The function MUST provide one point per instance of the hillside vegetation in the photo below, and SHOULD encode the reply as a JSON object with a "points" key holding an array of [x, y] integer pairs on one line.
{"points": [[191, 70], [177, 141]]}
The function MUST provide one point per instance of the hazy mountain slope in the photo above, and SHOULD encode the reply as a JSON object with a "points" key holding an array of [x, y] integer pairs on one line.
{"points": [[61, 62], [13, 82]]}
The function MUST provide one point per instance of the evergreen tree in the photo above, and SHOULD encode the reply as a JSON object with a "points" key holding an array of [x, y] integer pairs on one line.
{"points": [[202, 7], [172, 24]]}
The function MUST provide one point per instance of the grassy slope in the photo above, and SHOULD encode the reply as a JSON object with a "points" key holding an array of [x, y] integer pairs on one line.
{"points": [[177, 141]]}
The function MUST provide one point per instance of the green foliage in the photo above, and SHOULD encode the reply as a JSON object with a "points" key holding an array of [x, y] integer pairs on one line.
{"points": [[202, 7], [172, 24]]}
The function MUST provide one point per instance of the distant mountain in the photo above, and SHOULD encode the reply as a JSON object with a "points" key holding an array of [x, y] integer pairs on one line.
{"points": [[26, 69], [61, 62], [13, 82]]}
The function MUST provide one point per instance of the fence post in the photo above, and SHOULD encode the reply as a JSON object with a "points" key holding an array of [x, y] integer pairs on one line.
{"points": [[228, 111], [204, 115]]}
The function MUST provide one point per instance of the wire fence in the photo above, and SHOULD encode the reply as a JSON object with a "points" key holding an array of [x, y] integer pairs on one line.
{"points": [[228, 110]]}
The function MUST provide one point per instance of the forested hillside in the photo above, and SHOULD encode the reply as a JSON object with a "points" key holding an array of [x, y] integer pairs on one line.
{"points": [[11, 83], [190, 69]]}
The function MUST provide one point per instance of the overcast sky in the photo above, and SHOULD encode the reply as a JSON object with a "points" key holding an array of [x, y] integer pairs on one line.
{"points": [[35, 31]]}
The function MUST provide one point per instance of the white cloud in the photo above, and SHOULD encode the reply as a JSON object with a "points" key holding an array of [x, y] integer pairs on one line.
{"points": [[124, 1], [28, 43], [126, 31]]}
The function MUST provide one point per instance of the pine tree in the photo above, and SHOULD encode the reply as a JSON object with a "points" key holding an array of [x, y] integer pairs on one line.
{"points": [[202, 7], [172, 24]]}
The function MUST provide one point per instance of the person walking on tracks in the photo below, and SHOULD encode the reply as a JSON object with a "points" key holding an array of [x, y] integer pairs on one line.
===
Output only the lines running from the line with "The function MUST provide one point per instance of the wire" through the final line of the data, inclusive.

The function MUST provide one point per instance of the wire fence in the photo above, and SHOULD encode the reply as a JSON object with a "points" key holding an array of [x, y] integer pairs on one line.
{"points": [[228, 110]]}
The function MUST provide one point per instance of the forested hillside in the photo above, and SHOULD encode the reply as a JSON object with a "points" key holding an array of [x, y] integer pairs on one line.
{"points": [[11, 83], [190, 69]]}
The function MUST provide one point per instance of the overcast sky in the photo above, and SHOULD encode the reply as a JSON object with a "points" key holding an array of [x, y] integer pairs on one line.
{"points": [[35, 31]]}
The function MUST provide one point per instance of the white cloud in the photo above, and SHOULD encode the reply as a JSON object with a "points" key holding an array of [x, y] integer pairs on one line.
{"points": [[124, 1], [28, 43], [126, 31]]}
The function MUST provide one point per instance of the pine tree in the photo above, and SHOULD encode the reply as a JSON object with a "points" key holding an array of [x, y] integer pairs on one line.
{"points": [[202, 7], [172, 24]]}
The function MUST provide one point per instance of the person walking on tracks in the photo below, and SHOULD encode the reply as a JSON object with a "points" key holding an array of [x, y] integer pairs on one line.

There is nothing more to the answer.